## Problem to solve
Retype exactly the lines from the line with "958, row 210." to the end of the data, keeping both boundary lines.

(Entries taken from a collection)
====
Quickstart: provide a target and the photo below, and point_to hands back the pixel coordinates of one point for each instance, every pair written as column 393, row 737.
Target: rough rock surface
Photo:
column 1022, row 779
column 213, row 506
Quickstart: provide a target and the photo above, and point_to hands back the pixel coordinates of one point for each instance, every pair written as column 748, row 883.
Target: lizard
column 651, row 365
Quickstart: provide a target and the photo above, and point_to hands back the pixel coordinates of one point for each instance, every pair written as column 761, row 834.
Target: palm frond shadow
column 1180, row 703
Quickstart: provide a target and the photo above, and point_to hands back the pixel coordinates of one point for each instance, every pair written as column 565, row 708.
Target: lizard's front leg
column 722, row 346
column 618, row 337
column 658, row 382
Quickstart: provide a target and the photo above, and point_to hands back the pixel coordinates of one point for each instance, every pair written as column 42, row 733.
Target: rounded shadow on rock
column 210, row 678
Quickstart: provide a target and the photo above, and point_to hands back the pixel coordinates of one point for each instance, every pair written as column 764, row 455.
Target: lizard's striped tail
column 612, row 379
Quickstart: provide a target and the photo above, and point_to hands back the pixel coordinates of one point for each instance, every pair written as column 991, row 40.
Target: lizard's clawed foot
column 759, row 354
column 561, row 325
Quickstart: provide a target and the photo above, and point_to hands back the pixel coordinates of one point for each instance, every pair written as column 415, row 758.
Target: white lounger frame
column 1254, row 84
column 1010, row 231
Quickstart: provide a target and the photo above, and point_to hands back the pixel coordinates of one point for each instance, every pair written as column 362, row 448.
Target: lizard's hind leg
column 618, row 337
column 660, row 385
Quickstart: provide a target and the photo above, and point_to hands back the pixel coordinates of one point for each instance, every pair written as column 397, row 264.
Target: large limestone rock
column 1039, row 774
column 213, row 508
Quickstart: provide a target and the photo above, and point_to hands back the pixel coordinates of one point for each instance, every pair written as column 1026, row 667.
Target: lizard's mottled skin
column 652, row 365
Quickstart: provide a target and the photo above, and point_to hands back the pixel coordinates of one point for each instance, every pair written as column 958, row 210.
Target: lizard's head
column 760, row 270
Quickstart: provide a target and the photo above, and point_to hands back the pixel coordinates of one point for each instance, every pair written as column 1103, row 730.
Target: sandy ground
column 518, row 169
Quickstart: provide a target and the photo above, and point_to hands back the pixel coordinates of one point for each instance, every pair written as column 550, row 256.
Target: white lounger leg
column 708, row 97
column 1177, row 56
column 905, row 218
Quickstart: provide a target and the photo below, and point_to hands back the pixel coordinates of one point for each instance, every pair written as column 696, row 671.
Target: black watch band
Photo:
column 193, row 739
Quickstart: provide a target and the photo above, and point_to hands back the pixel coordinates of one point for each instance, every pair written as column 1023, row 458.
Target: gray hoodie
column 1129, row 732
====
## Answer in full
Quickstart: provide a target and the photo above, and point_to hands back the pixel coordinates of one point for each instance, every pair written as column 958, row 210.
Target: lizard's head
column 760, row 270
Quickstart: provide a target and the photo above, and point_to hands back the pixel coordinates of one point for each instance, every pair written as column 1103, row 730.
Target: sandy ground
column 518, row 169
Quickstart: provide a target and the photo above, and point_to hands back the pixel coordinates of one point for each instance, every pair written as column 550, row 256.
Target: white lounger leg
column 708, row 97
column 1177, row 56
column 905, row 218
Quickstart: provide a target and the photo below, and point_to hands back the pixel coordinates of one point for each instance, every pair written as column 696, row 671.
Target: black watch band
Photo:
column 193, row 739
Quickstart: provide a target and the photo above, and point_to hands back the pixel coordinates of one point for each instance, every pair written as column 1023, row 458.
Target: gray hoodie
column 1129, row 732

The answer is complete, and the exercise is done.